SHORT EXERCISE:
Please copy the entries from the very first line up to and including the line with "96,51 -> 104,56", swapping "white cloud" for "cumulus cloud" and leaving everything else as it is.

DATA SECTION:
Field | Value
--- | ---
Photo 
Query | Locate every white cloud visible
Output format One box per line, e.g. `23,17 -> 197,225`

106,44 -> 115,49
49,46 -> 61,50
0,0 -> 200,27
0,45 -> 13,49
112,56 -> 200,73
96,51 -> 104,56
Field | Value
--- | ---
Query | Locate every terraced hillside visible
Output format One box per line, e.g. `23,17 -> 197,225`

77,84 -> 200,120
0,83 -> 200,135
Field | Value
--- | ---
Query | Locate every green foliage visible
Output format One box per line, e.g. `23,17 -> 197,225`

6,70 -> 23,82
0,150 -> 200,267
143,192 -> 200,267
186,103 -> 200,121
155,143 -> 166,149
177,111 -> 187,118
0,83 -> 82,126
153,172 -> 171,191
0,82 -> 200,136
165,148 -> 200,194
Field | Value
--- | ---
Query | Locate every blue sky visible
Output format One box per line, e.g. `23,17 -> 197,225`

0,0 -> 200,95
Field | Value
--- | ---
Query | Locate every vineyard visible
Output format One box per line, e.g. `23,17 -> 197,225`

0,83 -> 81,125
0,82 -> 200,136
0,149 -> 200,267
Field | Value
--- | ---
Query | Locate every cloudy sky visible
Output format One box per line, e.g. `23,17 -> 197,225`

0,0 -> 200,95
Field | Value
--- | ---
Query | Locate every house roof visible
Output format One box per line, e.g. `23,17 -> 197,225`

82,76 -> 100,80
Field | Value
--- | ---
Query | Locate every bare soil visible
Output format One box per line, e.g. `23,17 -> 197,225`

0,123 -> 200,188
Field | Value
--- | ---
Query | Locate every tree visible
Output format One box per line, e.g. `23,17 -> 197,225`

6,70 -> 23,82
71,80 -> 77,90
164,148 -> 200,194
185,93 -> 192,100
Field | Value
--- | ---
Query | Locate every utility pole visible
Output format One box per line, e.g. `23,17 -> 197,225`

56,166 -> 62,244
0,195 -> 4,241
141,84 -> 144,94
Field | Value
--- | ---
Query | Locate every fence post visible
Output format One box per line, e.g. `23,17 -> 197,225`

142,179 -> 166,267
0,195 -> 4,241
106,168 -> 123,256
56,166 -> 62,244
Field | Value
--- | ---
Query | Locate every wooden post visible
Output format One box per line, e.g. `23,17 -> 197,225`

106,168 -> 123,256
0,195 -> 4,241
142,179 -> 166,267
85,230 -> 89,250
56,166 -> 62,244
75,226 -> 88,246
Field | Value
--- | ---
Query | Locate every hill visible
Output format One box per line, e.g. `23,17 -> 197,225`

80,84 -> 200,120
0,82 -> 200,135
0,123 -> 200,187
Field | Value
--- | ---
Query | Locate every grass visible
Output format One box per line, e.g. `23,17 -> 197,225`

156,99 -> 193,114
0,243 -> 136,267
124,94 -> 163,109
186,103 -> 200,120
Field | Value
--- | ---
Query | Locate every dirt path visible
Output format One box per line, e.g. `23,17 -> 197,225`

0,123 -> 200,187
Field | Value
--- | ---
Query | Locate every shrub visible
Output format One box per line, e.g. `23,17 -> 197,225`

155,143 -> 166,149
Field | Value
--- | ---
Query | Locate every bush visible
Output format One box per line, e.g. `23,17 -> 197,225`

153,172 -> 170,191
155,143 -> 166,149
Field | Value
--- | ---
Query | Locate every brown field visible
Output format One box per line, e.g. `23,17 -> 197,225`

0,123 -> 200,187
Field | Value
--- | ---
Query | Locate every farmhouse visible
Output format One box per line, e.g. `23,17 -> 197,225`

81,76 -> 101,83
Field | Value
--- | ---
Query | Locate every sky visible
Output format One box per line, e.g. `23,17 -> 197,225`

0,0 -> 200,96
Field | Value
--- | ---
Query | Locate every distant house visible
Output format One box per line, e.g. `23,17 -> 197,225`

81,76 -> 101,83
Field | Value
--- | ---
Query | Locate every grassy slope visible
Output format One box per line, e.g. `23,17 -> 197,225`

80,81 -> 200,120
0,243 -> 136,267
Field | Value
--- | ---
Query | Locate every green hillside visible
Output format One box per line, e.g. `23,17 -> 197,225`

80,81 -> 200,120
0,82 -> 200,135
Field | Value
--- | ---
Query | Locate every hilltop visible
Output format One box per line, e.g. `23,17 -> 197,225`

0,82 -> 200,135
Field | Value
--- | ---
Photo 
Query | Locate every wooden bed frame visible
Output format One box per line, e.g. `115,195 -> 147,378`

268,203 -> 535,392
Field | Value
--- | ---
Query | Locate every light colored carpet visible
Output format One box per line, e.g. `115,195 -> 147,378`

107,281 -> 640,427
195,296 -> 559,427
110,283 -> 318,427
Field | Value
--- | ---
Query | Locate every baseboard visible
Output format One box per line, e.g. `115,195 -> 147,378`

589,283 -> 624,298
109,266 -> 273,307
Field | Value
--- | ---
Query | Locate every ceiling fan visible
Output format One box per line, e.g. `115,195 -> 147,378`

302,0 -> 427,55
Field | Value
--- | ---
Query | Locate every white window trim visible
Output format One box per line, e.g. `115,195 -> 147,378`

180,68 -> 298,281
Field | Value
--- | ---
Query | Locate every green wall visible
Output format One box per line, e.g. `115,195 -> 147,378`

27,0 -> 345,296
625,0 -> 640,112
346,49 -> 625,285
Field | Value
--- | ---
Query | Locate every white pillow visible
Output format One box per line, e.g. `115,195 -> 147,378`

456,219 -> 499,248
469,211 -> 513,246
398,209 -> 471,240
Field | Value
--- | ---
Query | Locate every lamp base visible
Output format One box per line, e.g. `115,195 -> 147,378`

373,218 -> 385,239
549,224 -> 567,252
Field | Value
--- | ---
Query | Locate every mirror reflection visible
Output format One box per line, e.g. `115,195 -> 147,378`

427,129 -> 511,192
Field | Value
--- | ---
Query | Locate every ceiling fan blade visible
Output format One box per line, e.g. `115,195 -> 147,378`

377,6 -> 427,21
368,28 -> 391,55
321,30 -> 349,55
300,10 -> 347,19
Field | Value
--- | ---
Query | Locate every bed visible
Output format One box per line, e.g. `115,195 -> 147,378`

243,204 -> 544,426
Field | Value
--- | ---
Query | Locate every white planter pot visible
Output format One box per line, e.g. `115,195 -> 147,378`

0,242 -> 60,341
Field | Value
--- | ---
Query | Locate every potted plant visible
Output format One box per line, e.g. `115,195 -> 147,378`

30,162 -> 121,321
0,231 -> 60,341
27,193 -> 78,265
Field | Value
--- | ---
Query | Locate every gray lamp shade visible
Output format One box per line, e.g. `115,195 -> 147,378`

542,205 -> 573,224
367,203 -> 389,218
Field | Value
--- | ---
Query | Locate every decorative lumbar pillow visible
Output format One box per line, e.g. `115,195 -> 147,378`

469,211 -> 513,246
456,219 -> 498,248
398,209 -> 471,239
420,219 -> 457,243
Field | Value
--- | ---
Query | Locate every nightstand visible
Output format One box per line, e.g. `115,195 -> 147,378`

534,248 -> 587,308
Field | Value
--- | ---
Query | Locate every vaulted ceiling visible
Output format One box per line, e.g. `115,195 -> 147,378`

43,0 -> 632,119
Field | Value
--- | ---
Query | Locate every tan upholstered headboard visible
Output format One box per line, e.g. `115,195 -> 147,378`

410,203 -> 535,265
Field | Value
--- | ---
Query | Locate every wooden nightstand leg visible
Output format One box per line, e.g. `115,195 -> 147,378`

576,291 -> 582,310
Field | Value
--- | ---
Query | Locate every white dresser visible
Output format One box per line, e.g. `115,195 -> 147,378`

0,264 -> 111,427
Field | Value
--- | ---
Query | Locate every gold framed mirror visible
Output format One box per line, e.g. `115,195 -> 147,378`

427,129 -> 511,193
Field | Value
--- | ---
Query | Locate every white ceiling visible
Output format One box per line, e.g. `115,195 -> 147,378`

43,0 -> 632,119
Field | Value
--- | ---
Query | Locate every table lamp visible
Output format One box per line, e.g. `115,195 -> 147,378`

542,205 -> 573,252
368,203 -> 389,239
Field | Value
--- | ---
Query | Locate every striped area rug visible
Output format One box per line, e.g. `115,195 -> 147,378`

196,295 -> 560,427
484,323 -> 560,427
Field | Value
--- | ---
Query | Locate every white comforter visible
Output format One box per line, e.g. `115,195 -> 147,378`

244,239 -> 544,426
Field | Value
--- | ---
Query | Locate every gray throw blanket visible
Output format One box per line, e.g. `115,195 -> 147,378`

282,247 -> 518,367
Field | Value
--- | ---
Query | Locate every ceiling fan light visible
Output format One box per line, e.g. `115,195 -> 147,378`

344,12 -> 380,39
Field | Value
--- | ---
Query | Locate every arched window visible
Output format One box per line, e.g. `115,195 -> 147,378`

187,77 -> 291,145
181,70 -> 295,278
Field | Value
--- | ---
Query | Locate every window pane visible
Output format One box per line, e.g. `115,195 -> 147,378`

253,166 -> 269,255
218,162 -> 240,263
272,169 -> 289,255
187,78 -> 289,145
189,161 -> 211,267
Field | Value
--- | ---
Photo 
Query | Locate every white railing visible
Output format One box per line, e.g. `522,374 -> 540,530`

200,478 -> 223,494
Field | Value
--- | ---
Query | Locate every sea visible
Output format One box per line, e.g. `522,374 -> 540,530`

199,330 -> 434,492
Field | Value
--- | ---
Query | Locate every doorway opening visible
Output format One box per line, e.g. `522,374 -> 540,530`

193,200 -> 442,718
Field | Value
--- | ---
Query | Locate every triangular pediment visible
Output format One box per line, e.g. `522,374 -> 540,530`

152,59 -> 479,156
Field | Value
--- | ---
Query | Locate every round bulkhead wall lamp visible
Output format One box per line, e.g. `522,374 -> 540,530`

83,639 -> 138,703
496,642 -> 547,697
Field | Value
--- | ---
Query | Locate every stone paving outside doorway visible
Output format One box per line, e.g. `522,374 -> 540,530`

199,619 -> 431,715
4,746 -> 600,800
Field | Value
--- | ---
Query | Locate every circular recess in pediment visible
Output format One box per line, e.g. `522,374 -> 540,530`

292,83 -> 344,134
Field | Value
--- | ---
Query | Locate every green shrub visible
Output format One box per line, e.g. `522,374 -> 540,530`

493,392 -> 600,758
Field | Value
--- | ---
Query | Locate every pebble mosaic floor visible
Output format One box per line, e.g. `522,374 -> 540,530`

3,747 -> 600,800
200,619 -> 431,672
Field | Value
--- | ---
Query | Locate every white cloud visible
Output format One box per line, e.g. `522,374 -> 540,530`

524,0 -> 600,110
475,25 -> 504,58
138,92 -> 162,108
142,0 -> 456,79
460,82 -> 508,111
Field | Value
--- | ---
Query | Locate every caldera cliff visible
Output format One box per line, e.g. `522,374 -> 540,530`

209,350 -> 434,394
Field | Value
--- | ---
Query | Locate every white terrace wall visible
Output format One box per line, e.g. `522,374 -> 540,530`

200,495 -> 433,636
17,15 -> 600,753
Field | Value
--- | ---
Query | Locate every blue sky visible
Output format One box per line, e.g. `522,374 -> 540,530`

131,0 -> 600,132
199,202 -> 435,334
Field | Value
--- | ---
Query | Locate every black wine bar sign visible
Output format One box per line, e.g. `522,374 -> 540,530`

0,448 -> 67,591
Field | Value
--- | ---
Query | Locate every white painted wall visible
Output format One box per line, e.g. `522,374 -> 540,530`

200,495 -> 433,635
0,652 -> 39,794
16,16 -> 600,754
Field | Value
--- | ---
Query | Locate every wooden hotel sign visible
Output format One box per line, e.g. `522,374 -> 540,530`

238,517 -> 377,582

THE SOLUTION:
Field | Value
--- | ---
Photo 
Query | Locate every cumulus cloud visible
Output format One box per line, e.g. `23,17 -> 197,225`

106,44 -> 115,49
49,46 -> 61,50
0,0 -> 200,27
0,45 -> 13,49
112,56 -> 200,73
96,51 -> 104,56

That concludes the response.